(Rows of bounding box annotation data)
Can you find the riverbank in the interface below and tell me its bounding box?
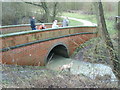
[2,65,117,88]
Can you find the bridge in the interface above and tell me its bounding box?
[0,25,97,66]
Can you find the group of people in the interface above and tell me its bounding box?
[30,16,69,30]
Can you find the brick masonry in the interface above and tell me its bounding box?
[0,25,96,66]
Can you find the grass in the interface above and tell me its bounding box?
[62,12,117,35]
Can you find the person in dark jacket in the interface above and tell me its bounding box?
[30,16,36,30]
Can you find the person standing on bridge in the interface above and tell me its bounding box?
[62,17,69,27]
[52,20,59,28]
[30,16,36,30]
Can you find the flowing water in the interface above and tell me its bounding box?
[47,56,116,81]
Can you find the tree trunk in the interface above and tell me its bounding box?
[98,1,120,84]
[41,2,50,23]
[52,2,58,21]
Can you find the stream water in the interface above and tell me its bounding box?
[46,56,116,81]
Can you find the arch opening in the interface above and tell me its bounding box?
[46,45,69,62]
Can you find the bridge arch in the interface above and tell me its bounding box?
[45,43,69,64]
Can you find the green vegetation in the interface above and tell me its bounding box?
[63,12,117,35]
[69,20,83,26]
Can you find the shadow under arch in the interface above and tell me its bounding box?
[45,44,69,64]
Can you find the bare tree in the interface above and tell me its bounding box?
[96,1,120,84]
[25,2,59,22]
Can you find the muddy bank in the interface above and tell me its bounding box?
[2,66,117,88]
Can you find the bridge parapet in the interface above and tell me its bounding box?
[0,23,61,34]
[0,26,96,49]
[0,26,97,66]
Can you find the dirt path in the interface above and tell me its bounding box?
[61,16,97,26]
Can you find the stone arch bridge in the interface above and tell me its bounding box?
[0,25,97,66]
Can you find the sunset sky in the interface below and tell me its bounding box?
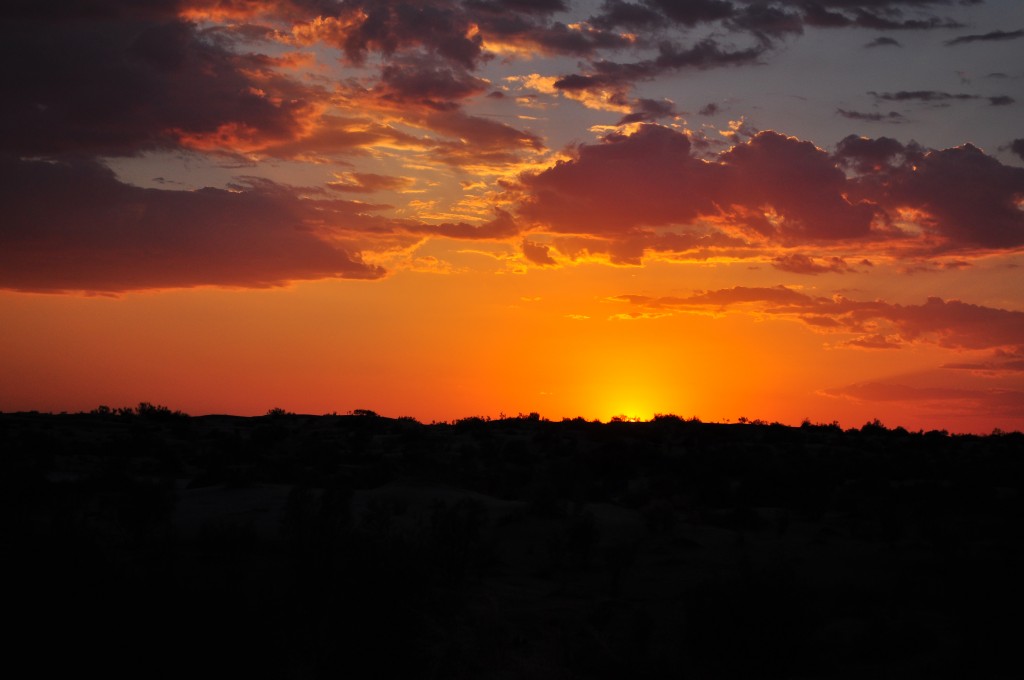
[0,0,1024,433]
* * *
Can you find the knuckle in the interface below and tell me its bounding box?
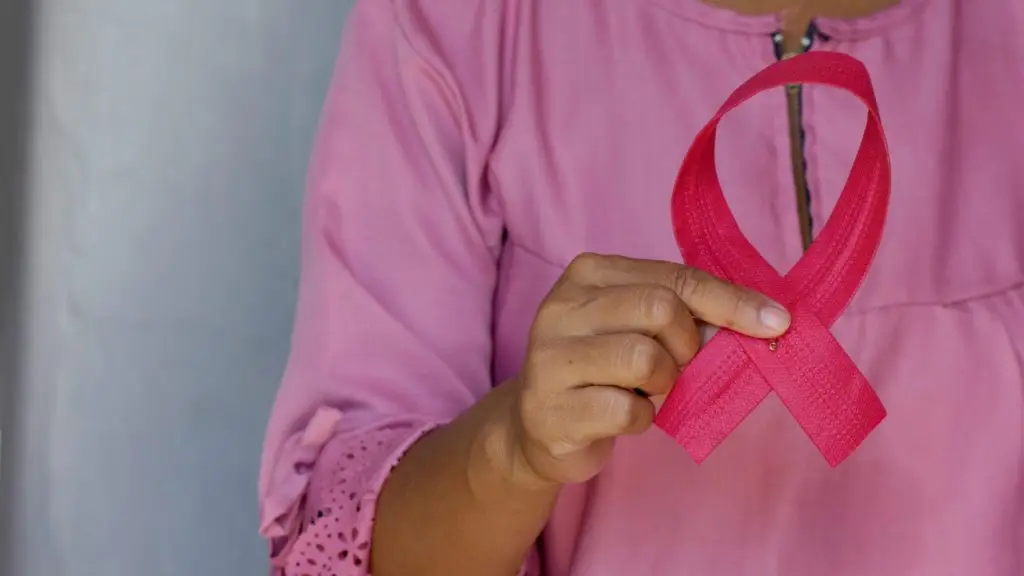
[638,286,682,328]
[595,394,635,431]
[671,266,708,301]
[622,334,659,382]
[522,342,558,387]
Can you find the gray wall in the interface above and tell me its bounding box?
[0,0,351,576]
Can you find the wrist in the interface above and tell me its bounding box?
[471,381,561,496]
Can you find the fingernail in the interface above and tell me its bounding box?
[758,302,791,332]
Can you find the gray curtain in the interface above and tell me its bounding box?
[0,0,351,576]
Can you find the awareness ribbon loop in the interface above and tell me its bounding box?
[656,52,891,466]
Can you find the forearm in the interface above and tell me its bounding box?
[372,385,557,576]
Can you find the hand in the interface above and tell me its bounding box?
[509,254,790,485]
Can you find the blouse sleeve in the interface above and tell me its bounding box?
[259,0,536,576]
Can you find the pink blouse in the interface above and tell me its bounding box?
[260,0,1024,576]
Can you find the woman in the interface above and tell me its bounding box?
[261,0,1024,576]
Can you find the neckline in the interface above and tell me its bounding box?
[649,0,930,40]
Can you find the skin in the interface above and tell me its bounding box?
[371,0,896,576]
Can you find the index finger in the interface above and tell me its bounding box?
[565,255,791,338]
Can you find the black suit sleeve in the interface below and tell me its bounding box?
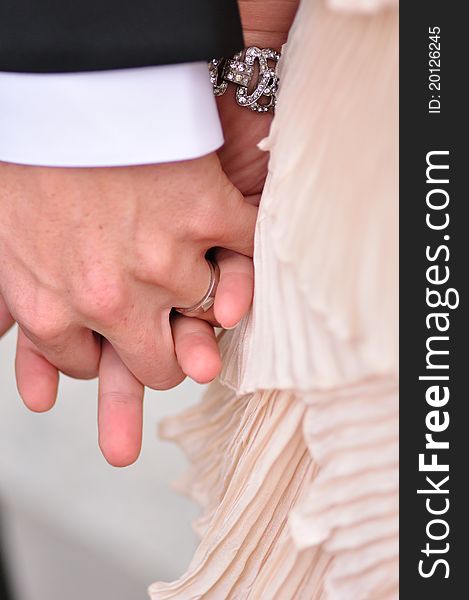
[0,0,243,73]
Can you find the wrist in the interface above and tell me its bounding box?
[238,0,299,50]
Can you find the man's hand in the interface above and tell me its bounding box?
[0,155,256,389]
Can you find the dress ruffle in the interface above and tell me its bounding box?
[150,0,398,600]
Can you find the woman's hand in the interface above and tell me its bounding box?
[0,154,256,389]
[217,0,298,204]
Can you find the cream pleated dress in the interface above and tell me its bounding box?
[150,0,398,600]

:: WHAT YOU ARE ASKED TO DO ::
Print everything in the records from the line containing "Can you find the bare" down to the line containing "[61,16,97,26]", with both of those lines included. Reproduce every line without any change.

:: EXERCISE RESPONSE ::
Can you find the bare tree in the interface above and tell me its bounding box?
[96,1,120,84]
[25,2,59,22]
Can you find the muddy bank in the interface above and tell me its bounding box?
[2,66,117,88]
Can you find the bridge parapet in the interface above and tell me its bounding box?
[0,23,61,34]
[0,26,96,49]
[0,26,97,66]
Can you find the dirt path in the interface above and tell me its bounding box?
[61,16,97,26]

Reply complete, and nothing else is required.